— start GIVEN TEXT —

Given that today’s economy is dominated by private corporations and historically just 90 companies caused two-thirds of man-made carbon emissions, if we are to have any chance of tackling the problem we need to incentivise companies and their supply chains to cut emissions.

If we are going to ask companies to cut emissions then we need a global, standardised accounting system for measuring emissions in a way that is comparable across companies. Luckily we have such a system in the one that has been developed by the Greenhouse Gas Protocol. This is the most widely accepted international accounting standard. It categorises emissions by three Scopes: Scope 1 direct emissions over which a company has control; Scope 2 indirect emissions relating to the use of purchased electricity; and Scope 3 (supply chain) emissions.

Scope 3 (supply chain) emissions are best understood as those over which a company has influence but not direct control. For example, an oil company controls the machinery that gets the stuff out of the ground but the real carbon impact occurs when the oil is burnt by the end user. This is not something over which they have direct control, but they certainly have influence. Likewise, if a company sends all its employees back and forth between London and Tokyo every week, it does not directly control the emissions relating the aircraft but they have influence by virtue of stimulating increased demand.

— end GIVEN TEXT —
— start MATERIAL SUPPLIED —

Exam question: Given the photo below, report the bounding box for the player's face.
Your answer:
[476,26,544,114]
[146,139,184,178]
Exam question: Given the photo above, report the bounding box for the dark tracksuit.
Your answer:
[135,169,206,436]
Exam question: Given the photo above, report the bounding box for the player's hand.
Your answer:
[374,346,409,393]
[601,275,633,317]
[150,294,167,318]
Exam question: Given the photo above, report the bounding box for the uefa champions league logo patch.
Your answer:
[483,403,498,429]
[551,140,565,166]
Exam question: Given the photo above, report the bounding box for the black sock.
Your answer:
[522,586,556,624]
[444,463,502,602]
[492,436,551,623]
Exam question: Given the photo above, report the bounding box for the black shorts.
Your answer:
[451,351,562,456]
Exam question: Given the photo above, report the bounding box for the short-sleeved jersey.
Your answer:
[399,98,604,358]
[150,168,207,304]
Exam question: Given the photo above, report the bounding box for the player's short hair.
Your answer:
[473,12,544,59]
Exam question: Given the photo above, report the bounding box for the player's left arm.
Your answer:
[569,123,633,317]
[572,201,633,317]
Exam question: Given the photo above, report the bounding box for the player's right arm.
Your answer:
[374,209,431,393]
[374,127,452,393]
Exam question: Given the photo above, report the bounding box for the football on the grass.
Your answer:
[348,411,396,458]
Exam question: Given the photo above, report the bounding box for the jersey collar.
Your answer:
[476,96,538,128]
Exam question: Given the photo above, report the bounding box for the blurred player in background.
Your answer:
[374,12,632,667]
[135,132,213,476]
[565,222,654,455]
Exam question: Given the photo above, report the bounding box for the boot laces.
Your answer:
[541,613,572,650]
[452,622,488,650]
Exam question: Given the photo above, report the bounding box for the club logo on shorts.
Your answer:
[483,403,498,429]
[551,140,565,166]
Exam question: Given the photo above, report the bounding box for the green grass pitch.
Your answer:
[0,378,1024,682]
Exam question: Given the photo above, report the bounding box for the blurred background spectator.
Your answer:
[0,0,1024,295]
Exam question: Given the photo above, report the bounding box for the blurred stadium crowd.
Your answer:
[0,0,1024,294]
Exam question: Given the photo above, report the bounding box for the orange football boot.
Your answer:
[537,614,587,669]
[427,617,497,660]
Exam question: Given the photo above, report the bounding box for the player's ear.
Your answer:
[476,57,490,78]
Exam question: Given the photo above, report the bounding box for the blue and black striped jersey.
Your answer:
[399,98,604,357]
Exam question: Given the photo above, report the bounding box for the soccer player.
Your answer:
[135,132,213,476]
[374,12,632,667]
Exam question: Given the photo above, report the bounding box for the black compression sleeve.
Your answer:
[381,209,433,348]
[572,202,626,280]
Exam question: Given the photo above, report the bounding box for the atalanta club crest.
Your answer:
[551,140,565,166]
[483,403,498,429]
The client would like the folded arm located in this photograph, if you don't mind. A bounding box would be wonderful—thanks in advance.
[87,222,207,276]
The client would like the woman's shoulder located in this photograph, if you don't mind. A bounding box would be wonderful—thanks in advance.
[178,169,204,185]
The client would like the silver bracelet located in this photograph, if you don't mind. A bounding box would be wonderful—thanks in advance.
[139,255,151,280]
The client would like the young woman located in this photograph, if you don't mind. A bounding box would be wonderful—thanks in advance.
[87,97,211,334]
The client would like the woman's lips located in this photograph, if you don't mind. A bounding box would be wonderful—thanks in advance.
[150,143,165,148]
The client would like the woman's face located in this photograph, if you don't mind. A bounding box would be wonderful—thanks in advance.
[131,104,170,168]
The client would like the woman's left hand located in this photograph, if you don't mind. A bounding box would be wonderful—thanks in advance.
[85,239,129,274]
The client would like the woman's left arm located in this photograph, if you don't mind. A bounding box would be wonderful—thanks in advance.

— end MATERIAL SUPPLIED —

→ WHAT THE EXERCISE ASKS
Copy from the text on company carbon emissions the stretch from "Given that today’s" through "to cut emissions.", unchanged.

→ TASK OUTPUT
Given that today’s economy is dominated by private corporations and historically just 90 companies caused two-thirds of man-made carbon emissions, if we are to have any chance of tackling the problem we need to incentivise companies and their supply chains to cut emissions.